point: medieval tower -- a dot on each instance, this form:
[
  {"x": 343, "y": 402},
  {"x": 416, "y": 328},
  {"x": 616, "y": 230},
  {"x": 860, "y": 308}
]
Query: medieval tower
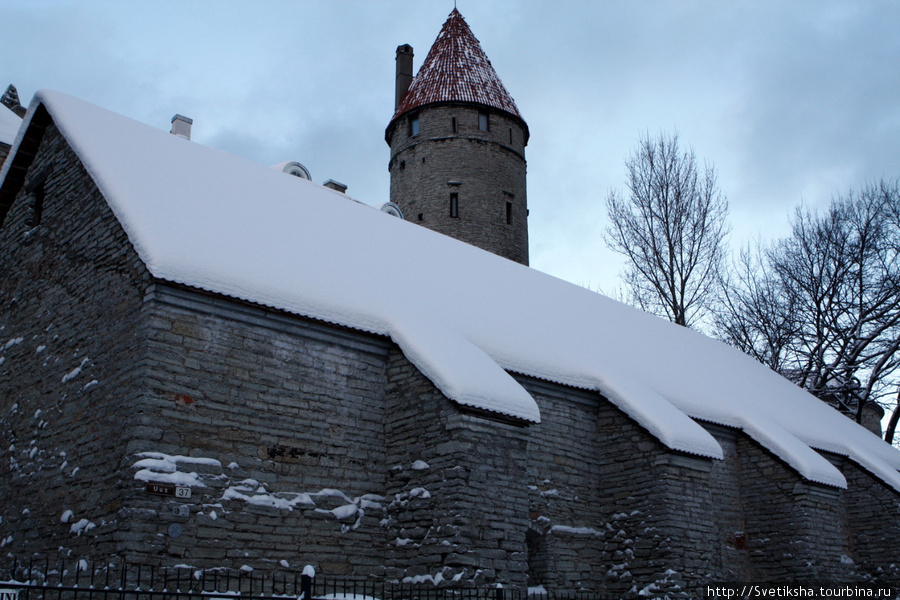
[{"x": 458, "y": 146}]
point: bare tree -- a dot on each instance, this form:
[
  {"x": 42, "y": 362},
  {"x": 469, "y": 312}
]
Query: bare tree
[
  {"x": 822, "y": 305},
  {"x": 671, "y": 226}
]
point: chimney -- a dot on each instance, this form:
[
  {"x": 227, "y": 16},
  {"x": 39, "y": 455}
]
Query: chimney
[
  {"x": 404, "y": 73},
  {"x": 336, "y": 185},
  {"x": 181, "y": 126}
]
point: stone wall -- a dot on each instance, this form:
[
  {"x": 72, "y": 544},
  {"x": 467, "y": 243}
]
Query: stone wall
[
  {"x": 485, "y": 169},
  {"x": 872, "y": 526},
  {"x": 459, "y": 506},
  {"x": 70, "y": 361},
  {"x": 277, "y": 423},
  {"x": 793, "y": 527},
  {"x": 303, "y": 442}
]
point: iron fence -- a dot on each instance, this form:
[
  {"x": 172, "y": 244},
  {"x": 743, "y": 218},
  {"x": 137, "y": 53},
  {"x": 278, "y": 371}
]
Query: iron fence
[{"x": 80, "y": 580}]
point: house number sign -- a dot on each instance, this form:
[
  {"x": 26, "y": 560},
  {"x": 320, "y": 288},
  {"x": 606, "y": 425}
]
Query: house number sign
[{"x": 163, "y": 489}]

━━━━━━

Lay out every line of the records above as a JSON list of strings, one string per line, omitting blank lines and leaving out the pictures.

TASK OUTPUT >>
[
  "point: medieval tower -- a dot on each instance, this form:",
  "[",
  "  {\"x\": 343, \"y\": 402},",
  "  {\"x\": 416, \"y\": 328},",
  "  {\"x\": 616, \"y\": 230},",
  "  {\"x\": 860, \"y\": 308}",
  "]",
  "Query: medieval tower",
  "[{\"x\": 458, \"y\": 146}]",
  "point: bare tree -- a dot on each instance, this form:",
  "[",
  "  {\"x\": 42, \"y\": 362},",
  "  {\"x\": 469, \"y\": 312}",
  "]",
  "Query: bare tree",
  "[",
  "  {\"x\": 822, \"y\": 305},",
  "  {\"x\": 671, \"y\": 226}",
  "]",
  "point: chimney -- a dot on each instance, this form:",
  "[",
  "  {\"x\": 227, \"y\": 16},",
  "  {\"x\": 39, \"y\": 455}",
  "]",
  "Query: chimney",
  "[",
  "  {\"x\": 404, \"y\": 73},",
  "  {\"x\": 336, \"y\": 185},",
  "  {\"x\": 181, \"y\": 126}",
  "]",
  "point: stone wall -- a dot on each instance, this form:",
  "[",
  "  {\"x\": 72, \"y\": 544},",
  "  {\"x\": 467, \"y\": 243}",
  "]",
  "Query: stone wall",
  "[",
  "  {\"x\": 485, \"y\": 169},",
  "  {\"x\": 872, \"y\": 526},",
  "  {\"x\": 459, \"y\": 506},",
  "  {\"x\": 70, \"y\": 361},",
  "  {\"x\": 277, \"y\": 423},",
  "  {\"x\": 793, \"y\": 527},",
  "  {\"x\": 303, \"y\": 442}",
  "]",
  "point: iron fence -- a dot on each instance, this form:",
  "[",
  "  {\"x\": 172, \"y\": 244},",
  "  {\"x\": 743, \"y\": 218},",
  "  {\"x\": 137, \"y\": 53},",
  "  {\"x\": 278, \"y\": 371}",
  "]",
  "Query: iron fence",
  "[{\"x\": 80, \"y\": 580}]",
  "point: house number sign -- a dot on each instance, this form:",
  "[",
  "  {\"x\": 26, \"y\": 560},",
  "  {\"x\": 320, \"y\": 288},",
  "  {\"x\": 606, \"y\": 425}",
  "]",
  "Query: house number sign",
  "[{\"x\": 163, \"y\": 489}]"
]